Task details => The data should be written out in full, exactly as it stands, and the pictures dropped.

Supplied records =>
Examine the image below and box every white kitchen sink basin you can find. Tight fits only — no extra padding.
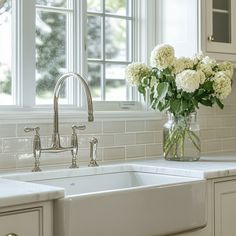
[33,170,199,195]
[5,164,207,236]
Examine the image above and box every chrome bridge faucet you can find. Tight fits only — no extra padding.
[25,72,94,172]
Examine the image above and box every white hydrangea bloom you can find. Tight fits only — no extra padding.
[202,56,217,66]
[173,57,195,74]
[125,62,149,86]
[198,63,215,77]
[212,71,232,100]
[150,44,175,70]
[218,61,234,78]
[197,70,206,84]
[175,70,201,93]
[194,51,204,61]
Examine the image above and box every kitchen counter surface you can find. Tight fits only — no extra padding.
[1,152,236,208]
[131,154,236,179]
[0,178,64,208]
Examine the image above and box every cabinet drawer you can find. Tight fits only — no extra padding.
[0,208,42,236]
[215,180,236,236]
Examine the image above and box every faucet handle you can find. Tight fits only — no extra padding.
[89,137,99,167]
[69,125,86,169]
[72,125,86,134]
[24,127,40,135]
[24,126,41,172]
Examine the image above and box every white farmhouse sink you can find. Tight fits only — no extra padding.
[5,164,207,236]
[33,170,199,195]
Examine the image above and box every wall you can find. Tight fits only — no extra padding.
[198,70,236,154]
[0,71,235,171]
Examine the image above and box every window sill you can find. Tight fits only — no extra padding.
[0,109,162,124]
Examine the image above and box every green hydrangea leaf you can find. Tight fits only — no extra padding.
[157,82,169,101]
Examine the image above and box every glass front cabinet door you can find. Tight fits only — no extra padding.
[205,0,236,54]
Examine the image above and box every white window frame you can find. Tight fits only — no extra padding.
[0,0,159,121]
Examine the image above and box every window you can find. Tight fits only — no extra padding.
[87,0,133,101]
[0,0,157,113]
[0,0,13,105]
[35,0,72,105]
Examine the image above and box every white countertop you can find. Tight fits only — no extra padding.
[1,153,236,208]
[0,178,64,208]
[132,155,236,179]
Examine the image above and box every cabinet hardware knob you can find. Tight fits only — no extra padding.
[6,233,18,236]
[208,35,215,41]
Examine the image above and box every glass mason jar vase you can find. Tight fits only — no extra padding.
[163,112,201,161]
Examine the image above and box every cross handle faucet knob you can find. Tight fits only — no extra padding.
[24,126,41,172]
[72,125,86,134]
[24,127,40,135]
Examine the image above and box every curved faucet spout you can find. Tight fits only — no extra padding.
[53,72,94,145]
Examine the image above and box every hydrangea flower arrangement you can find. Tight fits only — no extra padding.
[126,44,234,161]
[126,44,233,116]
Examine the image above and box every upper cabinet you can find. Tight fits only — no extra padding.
[201,0,236,65]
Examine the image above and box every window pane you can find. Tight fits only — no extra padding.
[105,0,127,15]
[0,0,13,105]
[105,18,127,61]
[105,64,126,101]
[106,80,126,101]
[87,0,102,12]
[87,0,132,102]
[87,15,102,59]
[88,63,102,101]
[213,12,231,43]
[36,10,68,105]
[36,0,67,8]
[213,0,230,11]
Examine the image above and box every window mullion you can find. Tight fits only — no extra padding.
[66,0,75,105]
[77,0,88,109]
[12,0,19,105]
[20,0,36,107]
[102,0,106,101]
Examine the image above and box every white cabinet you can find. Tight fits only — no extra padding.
[0,208,41,236]
[201,0,236,64]
[0,202,53,236]
[215,180,236,236]
[176,178,236,236]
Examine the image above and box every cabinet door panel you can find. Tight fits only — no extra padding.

Response =>
Examine the image below and box every white kitchen sink basin you can find. Tight fits only — no extra padding.
[33,170,199,195]
[5,164,207,236]
Examine the image above and box every chrome bridge faucet you can find. Tight fits only — no extra padding.
[25,72,94,172]
Examine the image above and box every white hydrangea bloom you can find. Tight fits only — no extra padding.
[202,56,217,66]
[173,57,195,74]
[125,62,149,86]
[198,63,215,77]
[212,71,232,100]
[150,44,175,70]
[218,61,234,78]
[197,70,206,84]
[175,70,201,93]
[194,51,204,61]
Examine the image above and box every kitchen counter surface you can find. Tight fits only — no extra padding.
[1,152,236,208]
[131,154,236,179]
[0,178,64,208]
Examine the image above and box every cabinet drawer you can find. Tight fits only — no extra padding.
[0,208,42,236]
[215,180,236,236]
Examine the image above and box every faucet handle you can find. Tight fits only — no extra padding.
[89,137,99,167]
[69,125,86,169]
[72,125,86,134]
[24,127,40,135]
[24,126,41,172]
Examine the image above and box every white farmhouse sink you can find. Tight fits only — no extra padding.
[5,164,207,236]
[33,170,199,195]
Examine the image above and box every wall you can find. Tight fits only — no extra padding.
[198,70,236,154]
[0,71,235,171]
Examine the image above and box every window sill you can find. Tight fits only — no extra padding.
[0,109,162,124]
Examine the image above and box every green hydrangea leaf you can find. Tight fits only — no extra padding.
[157,82,169,101]
Examine the image above and box every glass front cabinet door you can find. Tight fits only — no extra padding.
[205,0,236,54]
Examine the image above and box every white window frame you can find. Tight fits only — no extra padding.
[0,0,159,121]
Examine the image above and box every window you can find. Tight fits only — no extra padding.
[87,0,133,101]
[0,0,157,113]
[0,0,13,105]
[35,0,72,105]
Examine the image above and box every white countertop you can find. Tight fits only — no extra padding.
[1,153,236,208]
[0,178,64,208]
[132,155,236,179]
Examine the image above and box every cabinet hardware knob you can find. Tight fits only — no extra padding.
[6,233,18,236]
[208,35,215,41]
Examine the image above and box every glass mason jar vase you can find. Tight fits only — no extra padding.
[163,112,201,161]
Examine the image above and box every cross handle faucet knob you can find. Tight fits only — no extra padding.
[24,126,41,172]
[72,125,86,134]
[24,127,40,135]
Examine the image above and box every curved faucet spout you can find. Tight fits only — no extra padding.
[53,72,94,145]
Examine the image above and box every hydrangea flower arrangement you can find. Tight fits only — no extra padding.
[126,44,234,161]
[126,44,233,116]
Examine the image above and box every upper cabinet you can find. Tight fits only — no extra padding.
[201,0,236,65]
Examine the image above and box every window pane you can find. Tight fits only — no extra padding.
[105,0,127,15]
[0,0,13,105]
[105,18,127,61]
[105,64,126,101]
[106,80,126,101]
[87,0,102,12]
[87,0,132,102]
[87,15,102,59]
[88,63,102,101]
[213,12,231,43]
[36,10,68,105]
[36,0,67,8]
[213,0,230,11]
Examine the image above and box every window mullion you can find. Tight fits only — no extra padding.
[66,0,75,105]
[77,0,88,109]
[12,0,19,105]
[20,0,36,107]
[102,0,106,101]
Examine the image above and box every white cabinet you can find. Tight fits only — no extra padding.
[0,208,41,236]
[201,0,236,64]
[0,202,53,236]
[215,180,236,236]
[176,178,236,236]
Examine the image above and box every cabinet door panel you can find. Tight fits only — no extra padding.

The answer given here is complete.